▸ WRITTEN PROBLEM:
Rewrite the lines from the one containing "of the small" through the end of the material, changing "stone circle" to "ring of rocks" and keeping everything else the same.

▸ ROWS:
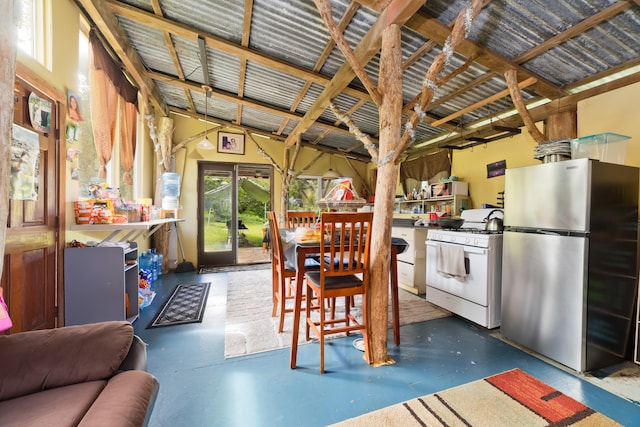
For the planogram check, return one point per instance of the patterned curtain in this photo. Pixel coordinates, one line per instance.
(109, 87)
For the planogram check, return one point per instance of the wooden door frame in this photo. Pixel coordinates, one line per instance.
(39, 83)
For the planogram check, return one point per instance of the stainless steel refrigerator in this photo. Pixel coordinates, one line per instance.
(569, 265)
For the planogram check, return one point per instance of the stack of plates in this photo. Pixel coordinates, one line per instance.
(553, 151)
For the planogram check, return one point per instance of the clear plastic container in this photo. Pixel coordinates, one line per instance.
(607, 147)
(170, 184)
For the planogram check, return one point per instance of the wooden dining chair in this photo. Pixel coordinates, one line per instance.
(345, 273)
(282, 276)
(295, 219)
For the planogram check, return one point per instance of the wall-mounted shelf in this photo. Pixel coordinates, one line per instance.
(130, 231)
(451, 204)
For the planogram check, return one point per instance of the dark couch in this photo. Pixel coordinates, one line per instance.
(86, 375)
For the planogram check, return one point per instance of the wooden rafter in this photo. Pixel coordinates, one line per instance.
(463, 20)
(246, 33)
(162, 23)
(526, 83)
(516, 96)
(115, 36)
(168, 41)
(233, 98)
(398, 12)
(326, 51)
(573, 31)
(324, 7)
(435, 30)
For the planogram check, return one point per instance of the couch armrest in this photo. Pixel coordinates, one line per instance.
(136, 357)
(39, 360)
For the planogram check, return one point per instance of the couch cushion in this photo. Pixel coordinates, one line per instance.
(127, 400)
(58, 407)
(40, 360)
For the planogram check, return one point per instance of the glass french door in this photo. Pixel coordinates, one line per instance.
(233, 201)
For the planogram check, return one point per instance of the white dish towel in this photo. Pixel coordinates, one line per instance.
(450, 261)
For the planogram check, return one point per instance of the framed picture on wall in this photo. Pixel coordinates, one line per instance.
(231, 143)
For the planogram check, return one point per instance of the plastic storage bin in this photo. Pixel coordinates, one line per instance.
(607, 147)
(170, 184)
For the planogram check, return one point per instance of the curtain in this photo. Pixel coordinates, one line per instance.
(427, 168)
(128, 119)
(108, 85)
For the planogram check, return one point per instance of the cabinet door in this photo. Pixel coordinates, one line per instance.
(94, 285)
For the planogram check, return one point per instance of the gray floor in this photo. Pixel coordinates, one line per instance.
(198, 387)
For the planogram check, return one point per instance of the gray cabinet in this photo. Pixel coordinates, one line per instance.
(412, 262)
(100, 284)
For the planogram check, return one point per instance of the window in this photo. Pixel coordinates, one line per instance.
(34, 29)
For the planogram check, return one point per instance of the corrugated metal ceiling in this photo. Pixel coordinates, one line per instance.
(277, 76)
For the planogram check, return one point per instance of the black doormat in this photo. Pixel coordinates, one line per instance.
(228, 268)
(185, 305)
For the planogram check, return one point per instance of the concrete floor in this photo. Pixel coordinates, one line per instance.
(199, 387)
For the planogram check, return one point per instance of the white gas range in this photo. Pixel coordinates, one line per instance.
(464, 269)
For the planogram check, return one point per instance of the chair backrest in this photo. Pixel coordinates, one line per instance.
(277, 256)
(300, 219)
(350, 232)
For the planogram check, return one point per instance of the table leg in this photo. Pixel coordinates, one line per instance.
(296, 311)
(394, 296)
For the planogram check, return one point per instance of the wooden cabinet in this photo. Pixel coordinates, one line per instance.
(412, 262)
(100, 284)
(452, 204)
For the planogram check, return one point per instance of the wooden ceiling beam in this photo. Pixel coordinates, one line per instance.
(245, 102)
(435, 30)
(164, 24)
(106, 22)
(575, 30)
(397, 12)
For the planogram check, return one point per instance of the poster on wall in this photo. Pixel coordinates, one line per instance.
(39, 113)
(25, 164)
(496, 168)
(74, 117)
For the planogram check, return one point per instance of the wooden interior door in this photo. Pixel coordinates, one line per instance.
(29, 277)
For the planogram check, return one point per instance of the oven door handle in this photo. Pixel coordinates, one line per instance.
(467, 249)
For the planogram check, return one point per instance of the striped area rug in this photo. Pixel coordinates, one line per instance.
(512, 398)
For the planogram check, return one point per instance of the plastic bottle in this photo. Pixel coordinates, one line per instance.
(160, 264)
(144, 262)
(154, 263)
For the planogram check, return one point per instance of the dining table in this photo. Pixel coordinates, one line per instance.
(304, 256)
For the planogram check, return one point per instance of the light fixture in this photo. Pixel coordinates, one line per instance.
(205, 144)
(330, 174)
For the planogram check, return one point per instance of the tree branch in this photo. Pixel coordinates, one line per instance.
(461, 27)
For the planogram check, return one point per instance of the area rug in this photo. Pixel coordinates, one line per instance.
(185, 305)
(512, 398)
(251, 329)
(230, 268)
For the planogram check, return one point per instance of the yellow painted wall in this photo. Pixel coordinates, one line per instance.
(616, 111)
(470, 165)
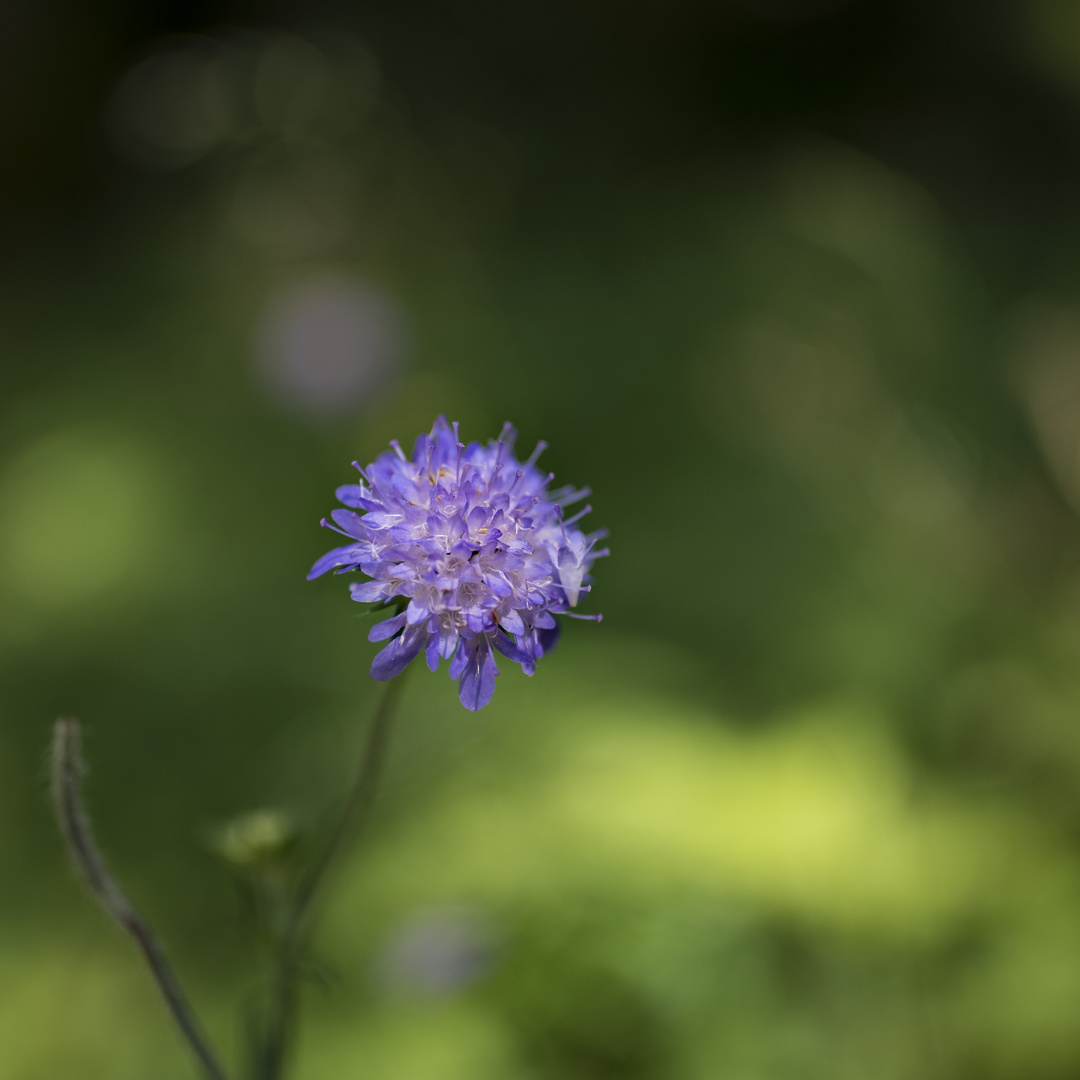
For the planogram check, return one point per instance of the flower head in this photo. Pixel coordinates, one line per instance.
(470, 549)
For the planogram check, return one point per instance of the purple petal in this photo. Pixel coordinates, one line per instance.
(416, 612)
(386, 629)
(460, 660)
(477, 682)
(548, 637)
(350, 523)
(352, 495)
(432, 650)
(369, 592)
(399, 655)
(508, 648)
(350, 555)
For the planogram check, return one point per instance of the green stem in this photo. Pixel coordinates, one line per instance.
(284, 987)
(75, 825)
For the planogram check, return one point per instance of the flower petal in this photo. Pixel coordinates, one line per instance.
(386, 629)
(350, 555)
(477, 682)
(399, 655)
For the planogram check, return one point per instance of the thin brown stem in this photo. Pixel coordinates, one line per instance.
(354, 813)
(75, 825)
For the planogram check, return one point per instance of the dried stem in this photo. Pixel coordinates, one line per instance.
(75, 825)
(298, 927)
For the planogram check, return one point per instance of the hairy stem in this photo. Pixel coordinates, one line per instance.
(283, 994)
(75, 825)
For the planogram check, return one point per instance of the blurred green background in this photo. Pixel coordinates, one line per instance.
(794, 286)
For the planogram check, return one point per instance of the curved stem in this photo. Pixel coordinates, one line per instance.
(298, 926)
(75, 825)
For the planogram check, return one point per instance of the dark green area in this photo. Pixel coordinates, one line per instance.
(792, 285)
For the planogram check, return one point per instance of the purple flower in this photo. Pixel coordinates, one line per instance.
(471, 551)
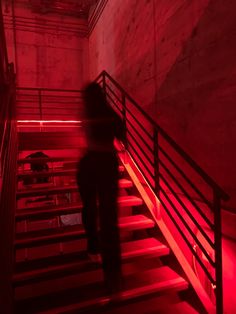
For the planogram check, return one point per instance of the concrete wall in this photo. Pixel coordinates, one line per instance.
(51, 50)
(177, 59)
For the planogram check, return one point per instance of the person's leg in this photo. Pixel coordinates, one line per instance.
(87, 189)
(110, 242)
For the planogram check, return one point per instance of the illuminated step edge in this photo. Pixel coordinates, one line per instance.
(48, 190)
(136, 285)
(62, 234)
(149, 246)
(72, 171)
(50, 211)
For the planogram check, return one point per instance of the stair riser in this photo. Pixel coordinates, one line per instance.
(52, 213)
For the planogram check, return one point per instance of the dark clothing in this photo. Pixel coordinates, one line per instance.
(98, 185)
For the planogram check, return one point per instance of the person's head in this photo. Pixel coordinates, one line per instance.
(94, 98)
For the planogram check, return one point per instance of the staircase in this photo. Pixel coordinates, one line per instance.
(52, 272)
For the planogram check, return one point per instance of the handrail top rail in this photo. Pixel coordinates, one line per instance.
(180, 150)
(49, 89)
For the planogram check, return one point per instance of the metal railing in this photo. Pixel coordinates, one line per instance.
(48, 104)
(189, 197)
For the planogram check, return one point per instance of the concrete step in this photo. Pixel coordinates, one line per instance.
(50, 140)
(52, 211)
(69, 233)
(72, 171)
(50, 190)
(87, 292)
(131, 249)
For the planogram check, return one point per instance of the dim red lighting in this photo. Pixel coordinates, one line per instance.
(49, 121)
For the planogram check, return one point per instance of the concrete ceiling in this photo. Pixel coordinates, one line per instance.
(76, 8)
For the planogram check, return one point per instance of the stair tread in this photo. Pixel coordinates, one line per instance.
(129, 249)
(136, 283)
(48, 189)
(72, 170)
(47, 211)
(69, 232)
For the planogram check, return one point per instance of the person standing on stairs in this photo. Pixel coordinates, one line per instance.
(98, 185)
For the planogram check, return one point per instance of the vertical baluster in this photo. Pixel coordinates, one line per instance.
(124, 117)
(156, 162)
(218, 252)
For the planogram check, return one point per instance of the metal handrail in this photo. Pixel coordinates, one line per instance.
(135, 144)
(201, 172)
(42, 103)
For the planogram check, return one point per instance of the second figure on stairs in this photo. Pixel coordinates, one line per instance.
(98, 184)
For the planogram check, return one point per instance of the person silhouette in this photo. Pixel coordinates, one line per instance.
(98, 185)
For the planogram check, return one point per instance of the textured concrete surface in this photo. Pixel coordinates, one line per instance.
(51, 50)
(177, 59)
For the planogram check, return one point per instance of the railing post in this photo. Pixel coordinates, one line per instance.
(104, 82)
(218, 253)
(156, 162)
(124, 120)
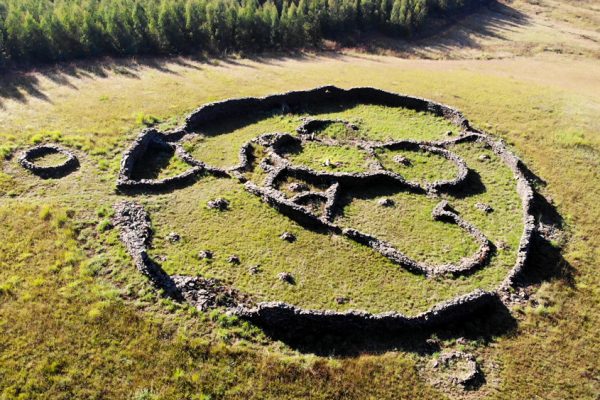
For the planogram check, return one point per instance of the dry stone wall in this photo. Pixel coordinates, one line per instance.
(282, 314)
(27, 161)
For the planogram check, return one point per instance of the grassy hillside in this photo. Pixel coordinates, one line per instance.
(78, 321)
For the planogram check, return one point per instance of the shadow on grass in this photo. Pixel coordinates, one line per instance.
(545, 262)
(490, 322)
(445, 34)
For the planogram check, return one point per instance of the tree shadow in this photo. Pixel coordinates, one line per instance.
(21, 85)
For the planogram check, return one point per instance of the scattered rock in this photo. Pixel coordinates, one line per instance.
(434, 344)
(253, 270)
(286, 277)
(233, 259)
(205, 255)
(28, 161)
(386, 202)
(502, 245)
(218, 204)
(205, 293)
(288, 237)
(486, 208)
(173, 237)
(402, 160)
(461, 368)
(298, 187)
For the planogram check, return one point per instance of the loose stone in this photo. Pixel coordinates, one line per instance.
(286, 277)
(253, 270)
(218, 204)
(402, 160)
(173, 237)
(288, 237)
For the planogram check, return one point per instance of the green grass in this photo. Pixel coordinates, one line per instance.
(50, 160)
(325, 266)
(78, 321)
(424, 167)
(327, 158)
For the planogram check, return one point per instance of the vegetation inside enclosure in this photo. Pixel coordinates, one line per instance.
(418, 166)
(77, 320)
(330, 158)
(46, 30)
(50, 160)
(324, 266)
(158, 163)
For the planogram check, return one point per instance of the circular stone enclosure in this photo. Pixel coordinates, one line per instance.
(28, 161)
(328, 188)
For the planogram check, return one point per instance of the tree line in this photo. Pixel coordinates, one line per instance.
(34, 31)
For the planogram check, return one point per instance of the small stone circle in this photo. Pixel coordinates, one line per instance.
(133, 221)
(27, 161)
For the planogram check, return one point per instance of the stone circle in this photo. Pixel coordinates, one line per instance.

▸ SOLUTION BELOW:
For the planogram check, return one point per instance of the small ring of rocks in this photo. Pixel coordinates, one line per instance.
(133, 221)
(27, 161)
For the planogram check, return one point per instance of the ring of rocks in this photo. Pixel coordinates, one line per instance.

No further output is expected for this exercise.